> **TASK DATA**:

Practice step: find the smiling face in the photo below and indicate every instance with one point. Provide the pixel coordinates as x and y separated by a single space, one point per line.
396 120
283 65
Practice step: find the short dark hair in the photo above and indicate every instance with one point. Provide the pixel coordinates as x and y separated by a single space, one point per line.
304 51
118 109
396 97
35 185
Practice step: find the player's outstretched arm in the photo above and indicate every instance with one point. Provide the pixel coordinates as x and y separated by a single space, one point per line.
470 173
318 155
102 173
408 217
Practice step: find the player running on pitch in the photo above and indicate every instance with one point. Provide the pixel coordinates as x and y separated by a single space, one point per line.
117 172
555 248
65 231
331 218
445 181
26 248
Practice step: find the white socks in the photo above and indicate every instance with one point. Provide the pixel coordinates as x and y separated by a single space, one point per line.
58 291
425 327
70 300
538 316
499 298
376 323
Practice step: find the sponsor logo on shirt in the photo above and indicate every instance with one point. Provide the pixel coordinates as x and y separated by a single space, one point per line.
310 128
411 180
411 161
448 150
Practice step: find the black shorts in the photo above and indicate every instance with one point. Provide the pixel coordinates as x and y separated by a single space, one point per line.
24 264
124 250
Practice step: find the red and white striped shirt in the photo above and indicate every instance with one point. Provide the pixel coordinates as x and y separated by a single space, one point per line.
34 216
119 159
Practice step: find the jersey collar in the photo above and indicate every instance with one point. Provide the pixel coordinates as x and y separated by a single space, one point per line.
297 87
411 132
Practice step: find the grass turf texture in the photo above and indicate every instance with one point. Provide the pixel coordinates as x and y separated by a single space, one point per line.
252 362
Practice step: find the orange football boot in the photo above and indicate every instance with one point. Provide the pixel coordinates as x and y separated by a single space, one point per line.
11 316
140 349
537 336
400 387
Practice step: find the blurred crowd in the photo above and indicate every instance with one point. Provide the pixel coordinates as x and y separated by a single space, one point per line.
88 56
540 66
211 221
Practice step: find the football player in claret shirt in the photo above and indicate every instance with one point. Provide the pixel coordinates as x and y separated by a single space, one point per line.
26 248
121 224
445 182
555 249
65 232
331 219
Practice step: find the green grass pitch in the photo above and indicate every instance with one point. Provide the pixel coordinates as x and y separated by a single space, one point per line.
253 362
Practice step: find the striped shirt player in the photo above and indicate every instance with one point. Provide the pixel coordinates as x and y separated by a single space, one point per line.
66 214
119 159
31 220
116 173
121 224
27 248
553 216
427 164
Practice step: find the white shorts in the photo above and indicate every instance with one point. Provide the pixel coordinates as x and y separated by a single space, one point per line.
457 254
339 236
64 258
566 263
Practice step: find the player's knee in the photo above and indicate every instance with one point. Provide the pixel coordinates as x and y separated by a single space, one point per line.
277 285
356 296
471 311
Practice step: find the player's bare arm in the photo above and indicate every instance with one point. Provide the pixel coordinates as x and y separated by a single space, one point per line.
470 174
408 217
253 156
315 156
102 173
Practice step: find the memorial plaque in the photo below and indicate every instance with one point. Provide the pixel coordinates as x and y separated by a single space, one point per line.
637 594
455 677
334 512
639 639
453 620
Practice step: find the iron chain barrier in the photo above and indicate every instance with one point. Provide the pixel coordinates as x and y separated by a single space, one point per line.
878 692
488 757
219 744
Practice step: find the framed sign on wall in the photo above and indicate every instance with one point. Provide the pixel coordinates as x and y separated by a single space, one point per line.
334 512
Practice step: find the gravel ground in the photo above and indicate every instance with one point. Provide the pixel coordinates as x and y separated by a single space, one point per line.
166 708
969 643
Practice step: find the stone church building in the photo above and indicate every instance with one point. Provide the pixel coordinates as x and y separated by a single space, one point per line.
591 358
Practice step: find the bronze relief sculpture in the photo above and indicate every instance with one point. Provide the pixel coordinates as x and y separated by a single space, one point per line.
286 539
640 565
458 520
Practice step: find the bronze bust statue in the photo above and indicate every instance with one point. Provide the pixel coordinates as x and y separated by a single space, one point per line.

---

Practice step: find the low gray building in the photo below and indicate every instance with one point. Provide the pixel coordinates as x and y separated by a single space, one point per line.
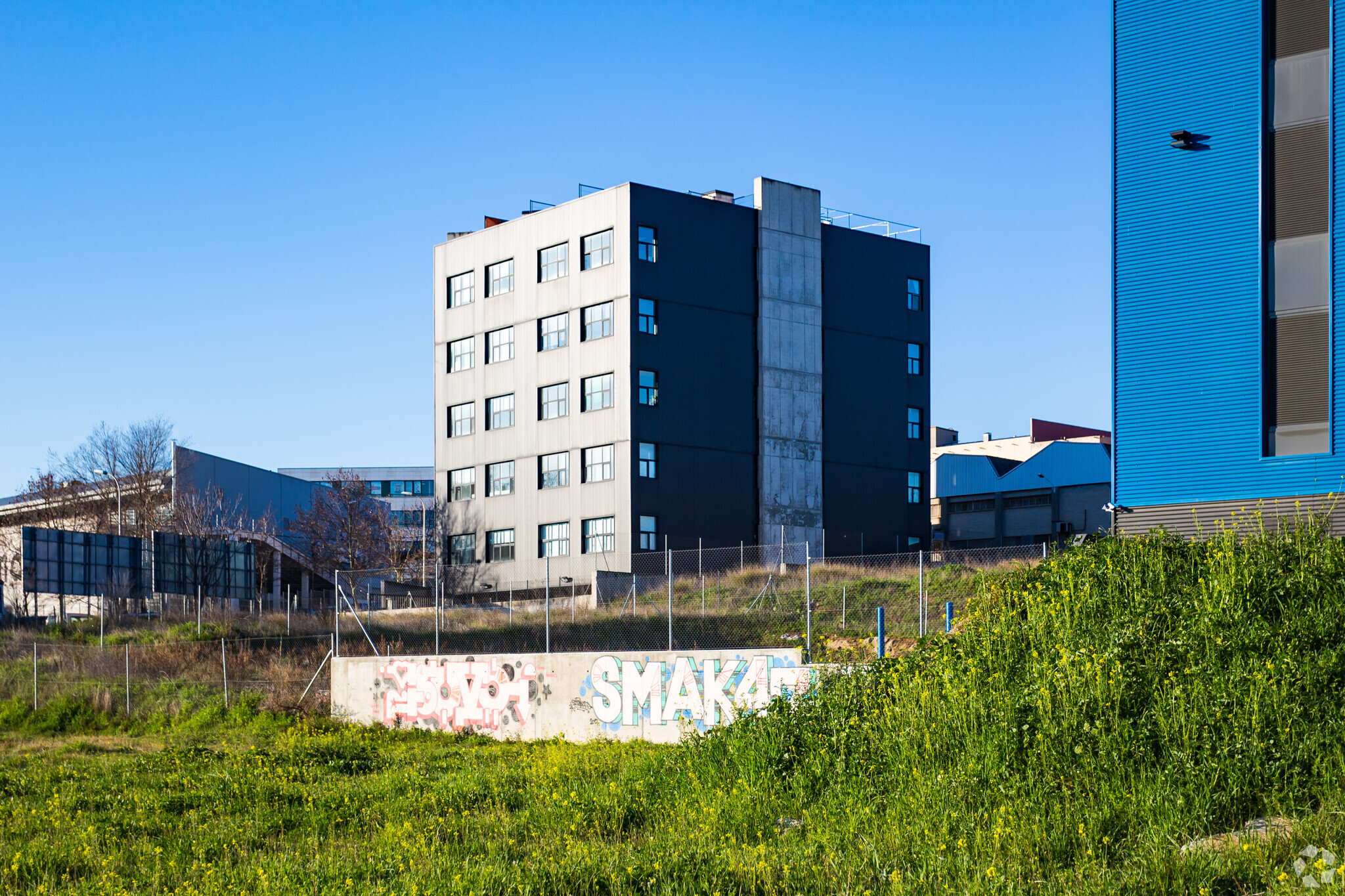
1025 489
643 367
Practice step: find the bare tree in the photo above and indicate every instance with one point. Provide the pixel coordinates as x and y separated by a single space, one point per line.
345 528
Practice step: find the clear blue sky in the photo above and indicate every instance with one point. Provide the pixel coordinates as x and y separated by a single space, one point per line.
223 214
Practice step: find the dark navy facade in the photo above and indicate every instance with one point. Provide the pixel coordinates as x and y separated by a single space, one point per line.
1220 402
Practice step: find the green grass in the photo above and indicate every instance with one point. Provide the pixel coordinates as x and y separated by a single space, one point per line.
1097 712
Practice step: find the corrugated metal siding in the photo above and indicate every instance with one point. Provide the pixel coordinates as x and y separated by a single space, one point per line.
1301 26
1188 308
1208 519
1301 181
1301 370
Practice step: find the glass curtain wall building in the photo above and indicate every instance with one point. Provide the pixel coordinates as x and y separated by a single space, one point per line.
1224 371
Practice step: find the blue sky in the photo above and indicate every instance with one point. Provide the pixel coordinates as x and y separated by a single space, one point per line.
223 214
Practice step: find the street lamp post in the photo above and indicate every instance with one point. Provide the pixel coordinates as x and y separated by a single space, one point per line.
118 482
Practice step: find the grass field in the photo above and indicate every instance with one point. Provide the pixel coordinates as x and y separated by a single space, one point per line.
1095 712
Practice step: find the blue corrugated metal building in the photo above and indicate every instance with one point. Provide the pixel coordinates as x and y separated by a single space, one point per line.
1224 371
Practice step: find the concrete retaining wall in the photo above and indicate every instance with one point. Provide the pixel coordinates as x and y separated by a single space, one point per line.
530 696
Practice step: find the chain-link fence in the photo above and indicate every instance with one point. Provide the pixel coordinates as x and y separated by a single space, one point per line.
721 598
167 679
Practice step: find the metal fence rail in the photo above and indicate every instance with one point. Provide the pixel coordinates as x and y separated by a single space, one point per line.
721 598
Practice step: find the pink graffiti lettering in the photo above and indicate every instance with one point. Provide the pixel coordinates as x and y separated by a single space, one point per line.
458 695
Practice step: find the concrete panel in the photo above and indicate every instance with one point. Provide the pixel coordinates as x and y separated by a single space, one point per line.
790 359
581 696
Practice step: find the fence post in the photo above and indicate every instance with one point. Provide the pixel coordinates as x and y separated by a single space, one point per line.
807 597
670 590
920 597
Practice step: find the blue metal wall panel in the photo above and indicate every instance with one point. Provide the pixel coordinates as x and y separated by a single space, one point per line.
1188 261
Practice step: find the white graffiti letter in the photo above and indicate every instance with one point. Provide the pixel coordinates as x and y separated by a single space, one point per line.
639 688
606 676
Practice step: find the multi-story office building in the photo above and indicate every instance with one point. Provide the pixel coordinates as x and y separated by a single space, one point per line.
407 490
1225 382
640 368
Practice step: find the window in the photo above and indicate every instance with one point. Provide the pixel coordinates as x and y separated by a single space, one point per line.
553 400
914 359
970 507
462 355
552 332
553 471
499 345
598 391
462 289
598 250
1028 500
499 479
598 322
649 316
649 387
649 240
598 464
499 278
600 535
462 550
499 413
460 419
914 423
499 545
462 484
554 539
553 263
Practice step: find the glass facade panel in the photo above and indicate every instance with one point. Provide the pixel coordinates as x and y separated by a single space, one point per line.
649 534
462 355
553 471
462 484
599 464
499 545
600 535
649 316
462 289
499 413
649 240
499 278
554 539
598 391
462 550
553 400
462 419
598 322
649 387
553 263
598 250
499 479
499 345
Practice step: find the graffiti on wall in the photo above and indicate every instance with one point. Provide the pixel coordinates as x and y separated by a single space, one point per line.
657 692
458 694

> **CHALLENGE**:
Return every line of the records above that contains the string "shorts". Uppercase and lowercase letters count as different.

> **OUTPUT**:
Practice step: find the black shorts in the photo above and indicate every instance with one point. Provide the pixel coordinates as x and y separated by a single space, one point per line.
Practice step: find the white shorts in the photo above and indicate every instance with one point. Provide the pixel coordinates as x and y separated by a single space, one point per line.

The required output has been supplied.